* Work to complete
Every line from the line containing "Mark the house roof shingle with a point." through the final line of the data is to be printed exactly; no other line is to appear.

* Task inputs

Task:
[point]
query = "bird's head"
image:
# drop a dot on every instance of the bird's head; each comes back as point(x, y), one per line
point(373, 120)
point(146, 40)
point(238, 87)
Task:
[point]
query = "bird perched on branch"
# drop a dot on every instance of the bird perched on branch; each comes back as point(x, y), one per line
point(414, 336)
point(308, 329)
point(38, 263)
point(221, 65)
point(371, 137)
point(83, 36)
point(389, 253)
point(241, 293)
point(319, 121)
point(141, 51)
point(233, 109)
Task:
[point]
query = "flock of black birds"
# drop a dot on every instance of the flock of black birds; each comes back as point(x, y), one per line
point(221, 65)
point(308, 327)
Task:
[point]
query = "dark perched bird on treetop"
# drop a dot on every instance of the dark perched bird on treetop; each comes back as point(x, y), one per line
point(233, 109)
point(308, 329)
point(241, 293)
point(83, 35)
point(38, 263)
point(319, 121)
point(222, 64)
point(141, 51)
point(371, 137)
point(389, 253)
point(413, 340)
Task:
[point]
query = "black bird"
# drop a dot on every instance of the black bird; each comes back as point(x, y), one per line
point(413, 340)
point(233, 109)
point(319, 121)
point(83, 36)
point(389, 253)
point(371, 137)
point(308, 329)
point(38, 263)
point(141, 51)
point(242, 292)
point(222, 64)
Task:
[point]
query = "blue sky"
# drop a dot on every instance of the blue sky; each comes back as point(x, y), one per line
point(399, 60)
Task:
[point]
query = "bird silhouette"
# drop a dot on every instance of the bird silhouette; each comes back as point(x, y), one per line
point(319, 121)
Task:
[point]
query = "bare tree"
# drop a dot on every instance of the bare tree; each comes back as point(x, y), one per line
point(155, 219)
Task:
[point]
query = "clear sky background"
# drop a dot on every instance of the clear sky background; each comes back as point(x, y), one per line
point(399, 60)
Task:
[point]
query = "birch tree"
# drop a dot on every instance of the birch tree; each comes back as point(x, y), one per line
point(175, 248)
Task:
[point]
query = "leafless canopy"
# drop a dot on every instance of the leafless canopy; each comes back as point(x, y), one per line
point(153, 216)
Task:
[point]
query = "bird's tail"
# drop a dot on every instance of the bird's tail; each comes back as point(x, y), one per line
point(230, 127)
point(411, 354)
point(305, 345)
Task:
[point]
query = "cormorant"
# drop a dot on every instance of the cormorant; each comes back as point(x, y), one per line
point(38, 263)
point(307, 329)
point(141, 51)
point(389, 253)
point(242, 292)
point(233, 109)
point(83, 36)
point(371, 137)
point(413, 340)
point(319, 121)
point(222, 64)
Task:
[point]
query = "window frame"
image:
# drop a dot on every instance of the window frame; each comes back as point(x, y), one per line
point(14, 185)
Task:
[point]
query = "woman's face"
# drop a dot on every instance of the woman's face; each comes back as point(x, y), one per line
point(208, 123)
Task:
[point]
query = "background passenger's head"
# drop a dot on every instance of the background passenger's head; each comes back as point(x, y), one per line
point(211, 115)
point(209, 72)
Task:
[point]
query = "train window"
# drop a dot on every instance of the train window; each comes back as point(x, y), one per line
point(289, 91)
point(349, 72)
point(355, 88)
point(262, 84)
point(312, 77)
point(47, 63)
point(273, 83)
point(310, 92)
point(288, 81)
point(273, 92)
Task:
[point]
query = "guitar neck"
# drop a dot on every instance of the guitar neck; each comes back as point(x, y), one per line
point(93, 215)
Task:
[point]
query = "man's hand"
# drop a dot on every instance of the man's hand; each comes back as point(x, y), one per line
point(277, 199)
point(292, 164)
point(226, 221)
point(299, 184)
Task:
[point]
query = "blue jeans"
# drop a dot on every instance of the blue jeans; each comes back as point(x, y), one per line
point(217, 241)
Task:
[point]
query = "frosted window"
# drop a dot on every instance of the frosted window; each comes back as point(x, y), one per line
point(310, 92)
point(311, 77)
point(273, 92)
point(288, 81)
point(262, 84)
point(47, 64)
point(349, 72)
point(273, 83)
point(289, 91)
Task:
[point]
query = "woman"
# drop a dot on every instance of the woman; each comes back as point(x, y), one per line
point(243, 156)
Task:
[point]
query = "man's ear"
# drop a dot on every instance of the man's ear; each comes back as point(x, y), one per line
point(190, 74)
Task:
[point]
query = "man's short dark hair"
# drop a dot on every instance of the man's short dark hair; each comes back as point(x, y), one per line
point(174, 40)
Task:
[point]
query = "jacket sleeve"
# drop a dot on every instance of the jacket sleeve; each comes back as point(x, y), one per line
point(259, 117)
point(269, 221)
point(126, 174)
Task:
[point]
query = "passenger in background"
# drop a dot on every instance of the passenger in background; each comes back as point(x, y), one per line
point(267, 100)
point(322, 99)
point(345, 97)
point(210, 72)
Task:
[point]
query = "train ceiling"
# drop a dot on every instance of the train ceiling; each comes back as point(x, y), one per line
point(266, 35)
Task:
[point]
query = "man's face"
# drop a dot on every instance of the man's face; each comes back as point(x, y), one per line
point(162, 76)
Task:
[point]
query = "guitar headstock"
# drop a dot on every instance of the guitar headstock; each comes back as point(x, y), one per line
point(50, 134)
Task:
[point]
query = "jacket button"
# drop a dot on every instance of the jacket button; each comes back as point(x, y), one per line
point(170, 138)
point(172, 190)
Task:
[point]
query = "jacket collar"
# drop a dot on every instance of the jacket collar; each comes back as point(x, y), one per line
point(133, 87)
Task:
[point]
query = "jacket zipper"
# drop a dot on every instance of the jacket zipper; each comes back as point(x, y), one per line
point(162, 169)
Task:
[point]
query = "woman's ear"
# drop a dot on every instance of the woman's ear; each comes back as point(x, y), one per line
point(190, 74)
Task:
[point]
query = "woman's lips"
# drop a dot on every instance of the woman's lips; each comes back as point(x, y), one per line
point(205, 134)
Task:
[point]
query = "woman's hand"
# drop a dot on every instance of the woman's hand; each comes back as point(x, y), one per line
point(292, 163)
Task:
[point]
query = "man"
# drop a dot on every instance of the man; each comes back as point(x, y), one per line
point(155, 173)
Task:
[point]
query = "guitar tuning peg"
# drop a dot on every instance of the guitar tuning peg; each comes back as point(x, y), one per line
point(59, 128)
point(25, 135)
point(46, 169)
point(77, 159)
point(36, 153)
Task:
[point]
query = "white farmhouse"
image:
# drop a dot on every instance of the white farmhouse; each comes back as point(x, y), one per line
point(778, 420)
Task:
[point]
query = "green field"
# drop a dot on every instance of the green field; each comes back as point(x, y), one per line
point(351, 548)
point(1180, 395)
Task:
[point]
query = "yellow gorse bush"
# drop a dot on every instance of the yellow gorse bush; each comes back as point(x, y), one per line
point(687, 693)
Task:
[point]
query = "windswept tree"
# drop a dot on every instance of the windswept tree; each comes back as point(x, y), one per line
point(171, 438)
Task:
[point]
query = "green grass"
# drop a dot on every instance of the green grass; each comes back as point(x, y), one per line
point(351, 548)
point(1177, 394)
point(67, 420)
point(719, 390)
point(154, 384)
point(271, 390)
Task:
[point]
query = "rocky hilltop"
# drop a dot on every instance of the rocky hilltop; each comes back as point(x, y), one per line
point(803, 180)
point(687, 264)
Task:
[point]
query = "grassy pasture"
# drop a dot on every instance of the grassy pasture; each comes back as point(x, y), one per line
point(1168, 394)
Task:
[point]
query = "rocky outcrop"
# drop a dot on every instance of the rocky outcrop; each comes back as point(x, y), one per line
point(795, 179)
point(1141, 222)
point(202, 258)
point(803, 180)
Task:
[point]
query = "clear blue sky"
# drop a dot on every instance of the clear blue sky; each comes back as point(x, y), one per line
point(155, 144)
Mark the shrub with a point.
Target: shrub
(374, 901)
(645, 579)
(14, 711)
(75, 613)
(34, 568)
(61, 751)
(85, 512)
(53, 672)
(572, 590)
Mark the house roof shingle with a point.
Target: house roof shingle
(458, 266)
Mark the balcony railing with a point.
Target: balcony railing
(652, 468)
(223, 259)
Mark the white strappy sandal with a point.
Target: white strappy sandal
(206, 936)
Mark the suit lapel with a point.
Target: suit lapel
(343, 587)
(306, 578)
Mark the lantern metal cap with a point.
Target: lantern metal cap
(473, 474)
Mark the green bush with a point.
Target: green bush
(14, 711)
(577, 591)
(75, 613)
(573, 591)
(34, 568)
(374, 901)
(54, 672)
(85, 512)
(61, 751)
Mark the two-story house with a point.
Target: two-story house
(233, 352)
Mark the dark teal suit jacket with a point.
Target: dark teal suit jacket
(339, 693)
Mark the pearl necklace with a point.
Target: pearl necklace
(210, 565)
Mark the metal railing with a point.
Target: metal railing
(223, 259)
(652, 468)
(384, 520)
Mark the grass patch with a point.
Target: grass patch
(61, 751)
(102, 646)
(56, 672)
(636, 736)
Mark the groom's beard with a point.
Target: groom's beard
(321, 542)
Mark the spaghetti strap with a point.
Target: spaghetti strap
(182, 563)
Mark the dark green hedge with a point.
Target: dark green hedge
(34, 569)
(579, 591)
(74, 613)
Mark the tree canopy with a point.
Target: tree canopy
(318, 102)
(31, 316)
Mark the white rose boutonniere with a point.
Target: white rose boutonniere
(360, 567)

* Output of the task
Mark the house roof shingle with a point.
Target: house roof shingle
(458, 266)
Mark the balcony railing with a point.
Target: balcony railing
(652, 468)
(223, 259)
Mark the white strappy sandal with a point.
Target: white strappy sandal
(206, 936)
Mark the suit lapel with a point.
Target: suit lapel
(343, 587)
(306, 578)
Mark the lantern metal cap with a point.
Target: lantern metal cap
(473, 474)
Mark the green bush with a point.
Target: green bush
(14, 711)
(577, 591)
(75, 613)
(573, 591)
(34, 568)
(374, 901)
(54, 672)
(85, 512)
(61, 751)
Mark the two-story house with a point.
Target: two-story house
(233, 352)
Mark the dark teal suit jacket with a point.
Target: dark teal suit jacket
(339, 693)
Mark the pearl necklace with a point.
Target: pearl necklace
(210, 565)
Mark the metal railing with a point.
Target: metal railing
(223, 259)
(652, 468)
(384, 520)
Mark the grass patch with a point.
Target: grass patch
(61, 751)
(102, 646)
(56, 672)
(636, 736)
Mark the groom's beard with a point.
Target: groom's beard
(321, 542)
Mark the spaghetti strap with a point.
Target: spaghetti strap
(182, 563)
Mark the dark green hedge with a point.
Target: dark green hedge
(34, 569)
(579, 591)
(74, 613)
Mark the tree canopy with a point.
Target: tree canopy
(318, 102)
(31, 316)
Mark the white rose boutonniere with a point.
Target: white rose boutonniere
(360, 567)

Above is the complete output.